Excerpt »
BEGIN
MPOWER is a policy package intended to assist in the country-level implementation of effective interventions to reduce the demand for tobacco, as ratified by the World Health Organization (WHO) Framework Convention on Tobacco Control. The six evidence-based components of MPOWER are:
- Monitor tobacco use and prevention policies
- Protect people from tobacco smoke
- Offer help to quit tobacco use
- Warn about the dangers of tobacco
- Enforce bans on tobacco advertising, promotion and sponsorship
- Raise taxes on tobacco

Since its launch in New York City by WHO on 7 February 2008, MPOWER has become the internationally-applicable and now widely recognized summary of the essential elements of tobacco control strategy.
 “MPOWER is the only document of a somewhat strategic nature that is a source of information on the spread of tobacco epidemic, as well as of suggestions concerning specific actions for supporting the fight against this epidemic.”
END
Pick up the passage on the MPOWER tobacco control package right after its last sentence and keep writing it.

Dataset records »
BEGIN
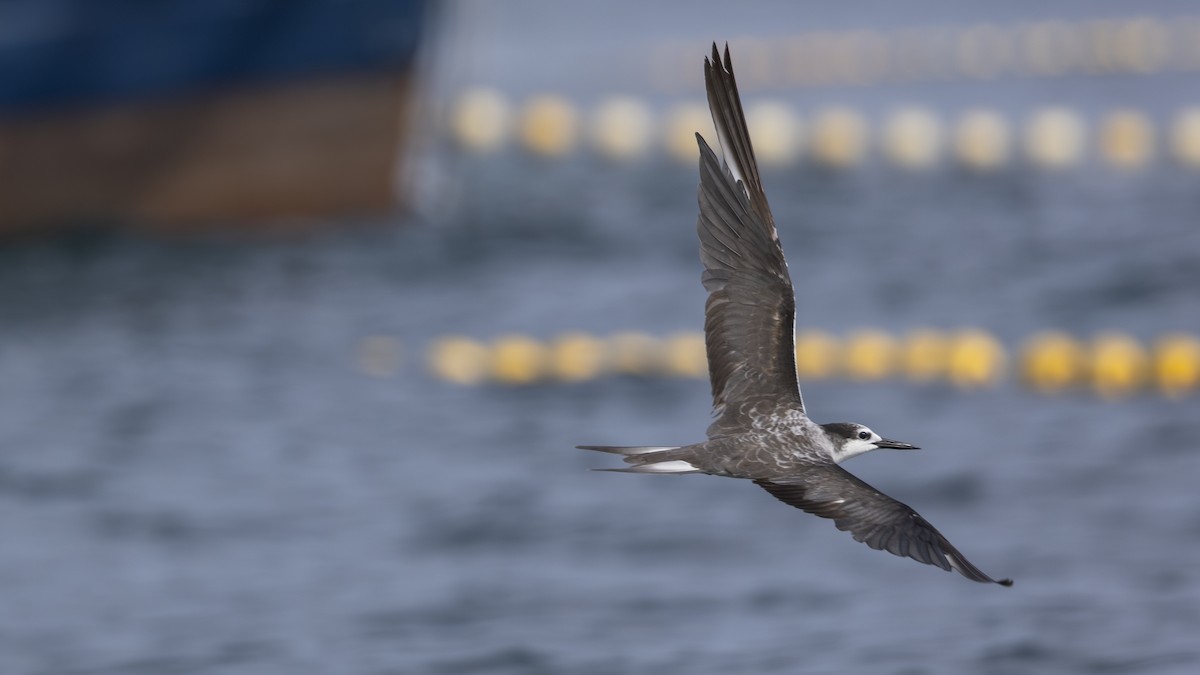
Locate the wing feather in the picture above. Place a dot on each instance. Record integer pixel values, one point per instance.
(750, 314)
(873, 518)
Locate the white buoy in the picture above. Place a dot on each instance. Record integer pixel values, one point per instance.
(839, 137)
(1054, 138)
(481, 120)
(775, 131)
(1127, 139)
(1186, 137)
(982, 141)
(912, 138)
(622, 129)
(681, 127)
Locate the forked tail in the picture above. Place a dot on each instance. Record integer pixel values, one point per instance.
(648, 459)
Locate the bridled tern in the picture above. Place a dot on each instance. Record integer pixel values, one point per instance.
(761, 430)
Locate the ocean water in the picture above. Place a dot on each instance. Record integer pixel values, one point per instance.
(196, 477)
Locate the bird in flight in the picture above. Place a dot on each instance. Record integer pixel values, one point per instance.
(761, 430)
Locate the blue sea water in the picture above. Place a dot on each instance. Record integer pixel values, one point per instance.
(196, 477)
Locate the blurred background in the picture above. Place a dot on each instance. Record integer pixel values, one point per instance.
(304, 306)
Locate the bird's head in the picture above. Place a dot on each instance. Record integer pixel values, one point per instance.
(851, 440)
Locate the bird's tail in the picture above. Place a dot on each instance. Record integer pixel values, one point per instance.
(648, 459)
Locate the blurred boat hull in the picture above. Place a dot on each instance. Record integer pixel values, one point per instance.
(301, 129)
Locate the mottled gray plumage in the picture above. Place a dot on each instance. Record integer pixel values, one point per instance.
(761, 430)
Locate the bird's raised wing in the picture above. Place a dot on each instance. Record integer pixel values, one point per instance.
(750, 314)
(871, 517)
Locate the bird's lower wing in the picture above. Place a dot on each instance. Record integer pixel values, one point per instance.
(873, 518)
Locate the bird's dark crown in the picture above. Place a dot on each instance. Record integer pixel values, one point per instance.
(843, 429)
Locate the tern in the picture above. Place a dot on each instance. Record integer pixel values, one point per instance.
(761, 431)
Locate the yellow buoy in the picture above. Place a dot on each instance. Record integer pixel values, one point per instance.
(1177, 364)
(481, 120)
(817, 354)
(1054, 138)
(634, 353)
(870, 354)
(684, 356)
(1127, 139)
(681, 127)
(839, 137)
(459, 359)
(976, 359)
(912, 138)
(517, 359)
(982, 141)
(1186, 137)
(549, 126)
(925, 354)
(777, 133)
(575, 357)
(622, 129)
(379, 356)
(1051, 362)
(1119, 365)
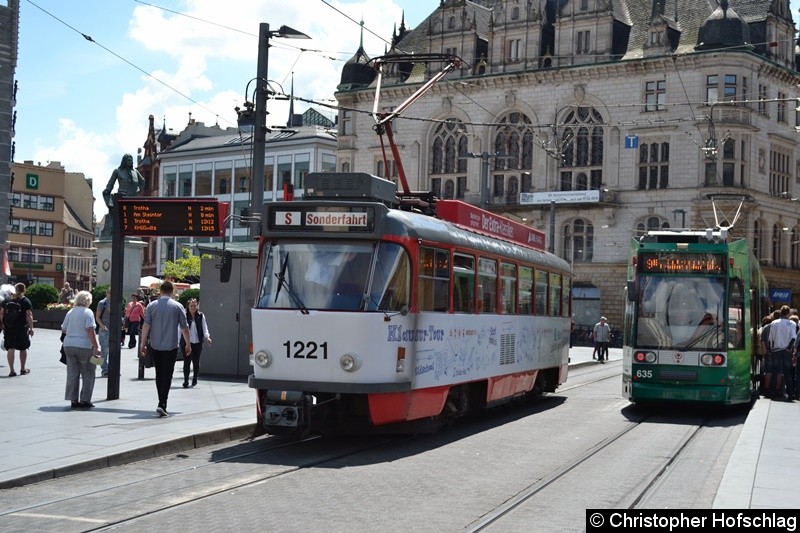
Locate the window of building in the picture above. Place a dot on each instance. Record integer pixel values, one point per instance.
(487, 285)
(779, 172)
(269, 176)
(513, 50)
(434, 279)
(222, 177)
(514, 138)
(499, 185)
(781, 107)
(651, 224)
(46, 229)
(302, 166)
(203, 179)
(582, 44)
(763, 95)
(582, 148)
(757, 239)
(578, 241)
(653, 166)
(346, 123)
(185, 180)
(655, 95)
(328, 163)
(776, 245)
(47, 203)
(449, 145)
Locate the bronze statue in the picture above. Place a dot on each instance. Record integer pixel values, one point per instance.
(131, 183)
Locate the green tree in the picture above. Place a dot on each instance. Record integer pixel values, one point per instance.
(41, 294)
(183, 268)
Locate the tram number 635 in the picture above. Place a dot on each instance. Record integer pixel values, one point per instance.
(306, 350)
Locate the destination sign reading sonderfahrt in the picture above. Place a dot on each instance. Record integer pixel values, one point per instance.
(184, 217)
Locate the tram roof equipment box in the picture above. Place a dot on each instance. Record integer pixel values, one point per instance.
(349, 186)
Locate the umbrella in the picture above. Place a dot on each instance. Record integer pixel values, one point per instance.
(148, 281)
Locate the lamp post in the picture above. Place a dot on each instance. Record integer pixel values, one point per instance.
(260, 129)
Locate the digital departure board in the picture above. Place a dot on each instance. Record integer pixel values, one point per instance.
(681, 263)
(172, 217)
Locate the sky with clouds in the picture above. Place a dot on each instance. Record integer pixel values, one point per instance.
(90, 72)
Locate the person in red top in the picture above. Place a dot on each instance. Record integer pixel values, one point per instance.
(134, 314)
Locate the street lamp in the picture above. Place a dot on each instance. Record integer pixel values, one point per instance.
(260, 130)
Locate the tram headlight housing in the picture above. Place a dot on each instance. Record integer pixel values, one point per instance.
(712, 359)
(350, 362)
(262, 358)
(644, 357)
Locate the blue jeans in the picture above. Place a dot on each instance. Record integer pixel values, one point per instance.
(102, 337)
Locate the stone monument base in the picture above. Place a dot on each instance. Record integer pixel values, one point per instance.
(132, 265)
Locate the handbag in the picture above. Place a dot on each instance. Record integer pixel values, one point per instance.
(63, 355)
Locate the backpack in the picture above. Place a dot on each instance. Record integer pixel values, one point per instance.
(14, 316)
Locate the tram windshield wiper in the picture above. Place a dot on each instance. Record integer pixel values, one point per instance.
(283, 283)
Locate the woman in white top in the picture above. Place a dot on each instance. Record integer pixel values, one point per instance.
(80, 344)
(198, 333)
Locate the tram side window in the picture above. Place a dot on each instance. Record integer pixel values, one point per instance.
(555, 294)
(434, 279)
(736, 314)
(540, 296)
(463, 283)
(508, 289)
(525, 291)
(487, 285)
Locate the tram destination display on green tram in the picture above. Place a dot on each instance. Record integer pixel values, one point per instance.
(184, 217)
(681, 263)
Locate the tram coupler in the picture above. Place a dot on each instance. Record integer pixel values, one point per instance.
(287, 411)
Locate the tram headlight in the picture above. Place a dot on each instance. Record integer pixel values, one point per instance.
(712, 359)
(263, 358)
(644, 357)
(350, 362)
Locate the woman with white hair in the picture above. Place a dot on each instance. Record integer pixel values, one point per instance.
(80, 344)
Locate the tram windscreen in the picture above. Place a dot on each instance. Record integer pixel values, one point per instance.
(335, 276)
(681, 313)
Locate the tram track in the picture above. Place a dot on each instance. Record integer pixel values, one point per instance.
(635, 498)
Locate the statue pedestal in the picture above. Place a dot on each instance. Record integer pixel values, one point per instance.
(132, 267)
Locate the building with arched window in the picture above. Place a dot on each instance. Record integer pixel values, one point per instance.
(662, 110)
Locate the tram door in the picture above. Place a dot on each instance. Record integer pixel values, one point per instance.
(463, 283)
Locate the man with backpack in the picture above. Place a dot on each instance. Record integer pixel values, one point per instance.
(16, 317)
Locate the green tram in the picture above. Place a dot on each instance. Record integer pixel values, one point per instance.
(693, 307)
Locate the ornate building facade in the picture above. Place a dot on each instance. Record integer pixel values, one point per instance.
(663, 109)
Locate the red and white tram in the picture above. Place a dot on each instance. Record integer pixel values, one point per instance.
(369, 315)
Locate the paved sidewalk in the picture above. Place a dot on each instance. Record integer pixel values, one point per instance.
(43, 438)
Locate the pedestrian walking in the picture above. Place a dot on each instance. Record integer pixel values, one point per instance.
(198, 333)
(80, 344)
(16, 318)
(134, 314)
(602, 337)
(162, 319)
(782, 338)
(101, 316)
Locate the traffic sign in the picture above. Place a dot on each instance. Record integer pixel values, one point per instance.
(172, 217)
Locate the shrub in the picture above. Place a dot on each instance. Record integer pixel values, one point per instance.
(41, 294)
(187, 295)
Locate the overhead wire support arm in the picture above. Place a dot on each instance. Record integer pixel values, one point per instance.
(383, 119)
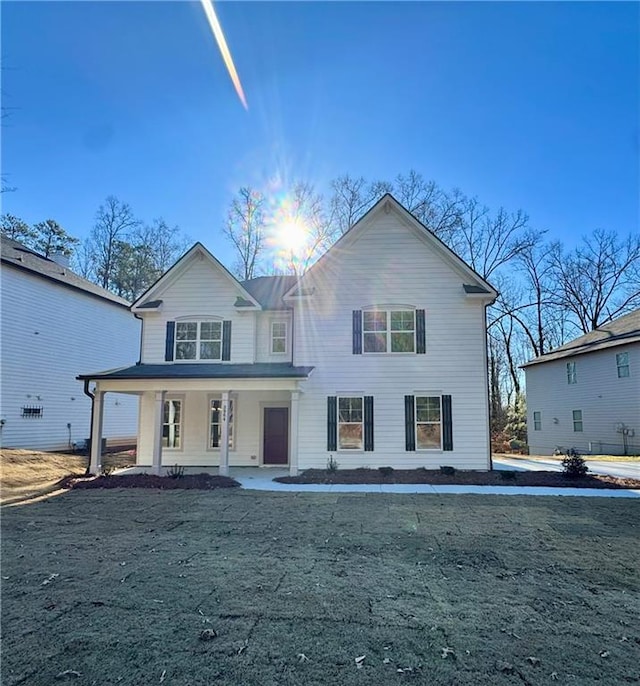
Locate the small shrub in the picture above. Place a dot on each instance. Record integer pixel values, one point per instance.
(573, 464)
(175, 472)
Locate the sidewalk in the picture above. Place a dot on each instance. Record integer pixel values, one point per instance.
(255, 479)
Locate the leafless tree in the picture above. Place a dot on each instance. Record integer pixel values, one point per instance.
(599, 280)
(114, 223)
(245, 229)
END
Response »
==History==
The WHO Report of the Global Tobacco Epidemic: The MPOWER Package was the first in a series of WHO reports to track the status of the tobacco epidemic and the impact of interventions to stop it. The report was launched at a news conference by Margaret Chan, Director-General of WHO with New York City Mayor Michael Bloomberg on 7 February 2008. Bloomberg Philanthropies helped fund the report. According to Bloomberg, “The report released today is revolutionary. For the first time, we have both a rigorous approach to stop the tobacco epidemic and solid data to hold us all accountable.”

Former WHO Advocacy Coordinator Kraig Klaudt developed the MPOWER brand and report's creative concept. He later helped conceptualise the MPOWER policies, which are used today by WHO to promote tobacco control policies worldwide. The report was designed by Ruth Klotzel of Estúdio Infinito in São Paulo, Brazil and the text was edited by Patricia Logullo also in Brazil. According to the International Council of Communication Design Icograda, the “graphic production of the book has a unique feature. It is a rectangular cutout that goes through all the pages and houses a gift for the reader: a box designed purposely to resemble a cigarette box but containing note paper and pens. The pens are printed with the six strategic messages of the MPOWER brand – a means of enhancing message recall.”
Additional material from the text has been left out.